## EXTRACTED TEXT:

Unaddressed uncompensated care hurting hospitals

Uncategorized
•
October 2, 2013
•
Glenn Hamer
•
No Comment
The federal Health Insurance Exchanges opened yesterday, amid much anticipation and less than stellar results. The website encountered glitches throughout the day, and the Centers for Medicare and Medicaid declined to say if any Arizonans even managed to get signed up. While it remains to be seen if the exchanges will have any impact on coverage or affordability, one policy that we know is putting downward pressure on health care costs is the plan to combat uncompensated care by restoring Arizona’s Medicaid program.

 

In states that chose not to address the increasing costs of uncompensated care, hospitals are seriously feeling the burn. In Ohio, the Cleveland Clinic has been forced to cut $330 million from its budget, resulting in an unspecified number of employee layoffs. Vanderbilt University Medical Center in Tennessee was forced to cut $250 million and 1,000 jobs, citing failure of the state to expand Medicaid as a reason. And just yesterday, Grady Memorial Hospital in Atlanta announced that it would come up $45 million short this year as a result of Georgia’s failure to expand. And municipal bonds sold by hospitals and health-care systems in sates that aren’t expanding Medicaid have been posting some of the stock market’s biggest losses.

## WORK INSTRUCTION 1:
List every hospital or medical center named in the post on uncompensated care.
## WORK INSTRUCTION 2:
In the post on uncompensated care, repeat everything from "Unaddressed uncompensated care" down to "Arizona’s Medicaid program.".

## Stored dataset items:
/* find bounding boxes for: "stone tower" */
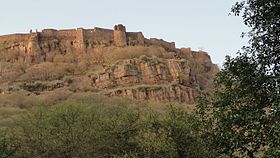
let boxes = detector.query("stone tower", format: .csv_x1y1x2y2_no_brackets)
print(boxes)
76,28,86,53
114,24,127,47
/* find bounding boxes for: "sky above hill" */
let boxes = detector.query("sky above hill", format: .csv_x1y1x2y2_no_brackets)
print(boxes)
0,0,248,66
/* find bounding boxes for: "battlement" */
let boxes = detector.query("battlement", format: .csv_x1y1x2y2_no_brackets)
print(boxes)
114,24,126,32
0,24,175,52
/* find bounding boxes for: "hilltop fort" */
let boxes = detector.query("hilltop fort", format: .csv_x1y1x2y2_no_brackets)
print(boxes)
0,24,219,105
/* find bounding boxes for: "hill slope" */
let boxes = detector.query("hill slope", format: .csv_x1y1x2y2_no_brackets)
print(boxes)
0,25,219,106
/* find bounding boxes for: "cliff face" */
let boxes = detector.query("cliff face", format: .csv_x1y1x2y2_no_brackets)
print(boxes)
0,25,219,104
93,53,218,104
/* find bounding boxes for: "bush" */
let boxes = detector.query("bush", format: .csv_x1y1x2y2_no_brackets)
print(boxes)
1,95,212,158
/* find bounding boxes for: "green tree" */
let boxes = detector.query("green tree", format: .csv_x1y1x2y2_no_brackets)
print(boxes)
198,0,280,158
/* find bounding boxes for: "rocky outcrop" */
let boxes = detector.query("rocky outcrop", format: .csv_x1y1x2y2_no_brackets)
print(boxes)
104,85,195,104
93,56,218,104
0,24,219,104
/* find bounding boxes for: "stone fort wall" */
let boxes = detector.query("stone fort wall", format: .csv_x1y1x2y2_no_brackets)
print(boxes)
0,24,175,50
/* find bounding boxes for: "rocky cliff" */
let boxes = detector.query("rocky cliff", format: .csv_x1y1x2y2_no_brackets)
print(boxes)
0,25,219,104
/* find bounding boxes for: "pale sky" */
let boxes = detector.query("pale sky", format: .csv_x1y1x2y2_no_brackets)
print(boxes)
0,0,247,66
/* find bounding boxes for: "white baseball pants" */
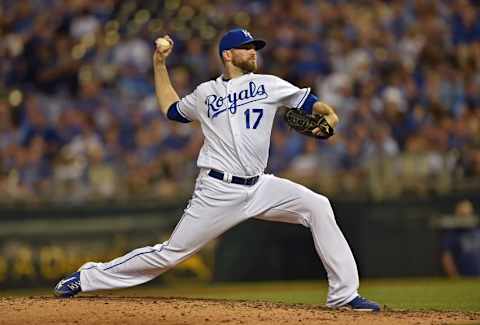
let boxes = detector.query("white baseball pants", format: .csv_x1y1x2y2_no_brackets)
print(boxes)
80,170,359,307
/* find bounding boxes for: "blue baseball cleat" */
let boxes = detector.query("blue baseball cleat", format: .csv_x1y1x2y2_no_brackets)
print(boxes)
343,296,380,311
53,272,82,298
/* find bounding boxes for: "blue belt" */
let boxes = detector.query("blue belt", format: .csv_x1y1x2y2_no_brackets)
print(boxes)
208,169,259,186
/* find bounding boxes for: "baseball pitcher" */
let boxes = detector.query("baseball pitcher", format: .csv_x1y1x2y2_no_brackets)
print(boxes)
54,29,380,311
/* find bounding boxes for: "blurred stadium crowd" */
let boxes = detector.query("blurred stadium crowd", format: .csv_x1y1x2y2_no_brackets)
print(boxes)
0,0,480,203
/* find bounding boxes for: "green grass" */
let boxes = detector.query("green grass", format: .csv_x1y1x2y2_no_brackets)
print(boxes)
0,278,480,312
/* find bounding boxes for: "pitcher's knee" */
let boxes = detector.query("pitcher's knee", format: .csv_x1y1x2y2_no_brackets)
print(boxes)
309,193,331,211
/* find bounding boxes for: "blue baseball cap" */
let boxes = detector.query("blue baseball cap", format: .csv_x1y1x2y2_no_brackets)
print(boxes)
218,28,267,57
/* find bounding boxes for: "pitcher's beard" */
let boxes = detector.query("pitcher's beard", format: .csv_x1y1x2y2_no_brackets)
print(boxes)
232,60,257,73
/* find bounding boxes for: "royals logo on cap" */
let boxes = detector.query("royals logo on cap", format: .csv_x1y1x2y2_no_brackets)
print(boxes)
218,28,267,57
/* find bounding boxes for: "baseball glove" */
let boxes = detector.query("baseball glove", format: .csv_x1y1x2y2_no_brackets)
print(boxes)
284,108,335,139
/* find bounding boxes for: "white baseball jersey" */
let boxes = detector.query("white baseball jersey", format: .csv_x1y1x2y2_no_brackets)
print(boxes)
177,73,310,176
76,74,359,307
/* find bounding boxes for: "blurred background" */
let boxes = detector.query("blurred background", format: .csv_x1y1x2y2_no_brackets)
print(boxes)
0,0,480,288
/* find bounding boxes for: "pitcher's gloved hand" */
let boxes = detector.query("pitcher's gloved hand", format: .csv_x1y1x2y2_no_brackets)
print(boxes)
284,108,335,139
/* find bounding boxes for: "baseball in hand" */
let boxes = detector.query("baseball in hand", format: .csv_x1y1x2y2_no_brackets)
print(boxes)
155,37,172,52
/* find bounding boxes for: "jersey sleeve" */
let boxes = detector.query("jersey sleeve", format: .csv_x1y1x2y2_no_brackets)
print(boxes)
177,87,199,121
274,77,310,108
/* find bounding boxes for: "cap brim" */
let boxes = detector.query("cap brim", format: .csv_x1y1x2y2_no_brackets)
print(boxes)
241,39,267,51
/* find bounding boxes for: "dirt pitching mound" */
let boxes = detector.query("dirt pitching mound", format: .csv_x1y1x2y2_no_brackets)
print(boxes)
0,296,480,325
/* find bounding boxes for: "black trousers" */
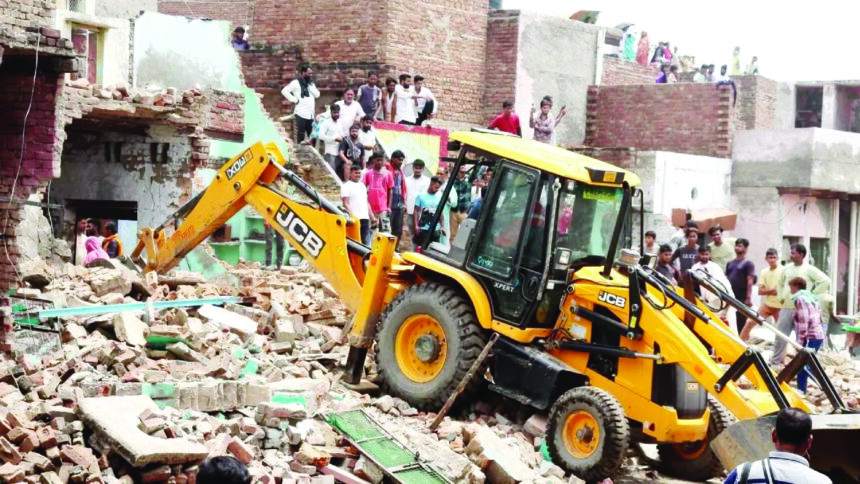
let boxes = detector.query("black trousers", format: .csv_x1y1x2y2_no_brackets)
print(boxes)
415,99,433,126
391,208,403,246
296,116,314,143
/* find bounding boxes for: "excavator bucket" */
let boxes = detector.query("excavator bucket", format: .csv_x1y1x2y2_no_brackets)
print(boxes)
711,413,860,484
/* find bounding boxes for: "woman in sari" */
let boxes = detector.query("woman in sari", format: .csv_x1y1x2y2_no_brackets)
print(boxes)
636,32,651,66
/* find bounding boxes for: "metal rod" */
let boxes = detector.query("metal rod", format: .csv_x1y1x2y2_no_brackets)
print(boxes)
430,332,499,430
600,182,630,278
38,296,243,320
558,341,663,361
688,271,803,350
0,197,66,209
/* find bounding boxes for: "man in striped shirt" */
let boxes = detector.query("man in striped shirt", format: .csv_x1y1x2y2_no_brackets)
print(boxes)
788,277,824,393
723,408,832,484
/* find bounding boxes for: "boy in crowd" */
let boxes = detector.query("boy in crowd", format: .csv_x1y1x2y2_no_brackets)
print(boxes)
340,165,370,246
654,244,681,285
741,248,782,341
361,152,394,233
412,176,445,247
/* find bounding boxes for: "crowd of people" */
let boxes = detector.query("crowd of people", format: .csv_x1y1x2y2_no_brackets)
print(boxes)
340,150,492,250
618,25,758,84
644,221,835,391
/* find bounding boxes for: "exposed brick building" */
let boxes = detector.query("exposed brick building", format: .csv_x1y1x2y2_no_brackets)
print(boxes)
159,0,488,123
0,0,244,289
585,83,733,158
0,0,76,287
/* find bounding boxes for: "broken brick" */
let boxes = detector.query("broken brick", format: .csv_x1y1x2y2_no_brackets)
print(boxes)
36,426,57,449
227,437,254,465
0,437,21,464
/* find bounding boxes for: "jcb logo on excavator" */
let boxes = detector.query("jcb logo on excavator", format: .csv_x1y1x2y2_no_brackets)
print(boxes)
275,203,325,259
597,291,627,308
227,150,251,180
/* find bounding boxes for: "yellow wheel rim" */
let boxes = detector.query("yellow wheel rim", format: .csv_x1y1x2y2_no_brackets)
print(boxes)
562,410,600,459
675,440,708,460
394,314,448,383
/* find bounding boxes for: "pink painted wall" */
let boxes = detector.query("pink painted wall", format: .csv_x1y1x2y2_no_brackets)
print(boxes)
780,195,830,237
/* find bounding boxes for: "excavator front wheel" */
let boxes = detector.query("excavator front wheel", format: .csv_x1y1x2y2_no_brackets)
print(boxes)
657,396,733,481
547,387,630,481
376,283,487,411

## RESULT 1:
Cleveland Clinic
Vanderbilt University Medical Center
Grady Memorial Hospital

## RESULT 2:
Unaddressed uncompensated care hurting hospitals

Uncategorized
•
October 2, 2013
•
Glenn Hamer
•
No Comment
The federal Health Insurance Exchanges opened yesterday, amid much anticipation and less than stellar results. The website encountered glitches throughout the day, and the Centers for Medicare and Medicaid declined to say if any Arizonans even managed to get signed up. While it remains to be seen if the exchanges will have any impact on coverage or affordability, one policy that we know is putting downward pressure on health care costs is the plan to combat uncompensated care by restoring Arizona’s Medicaid program.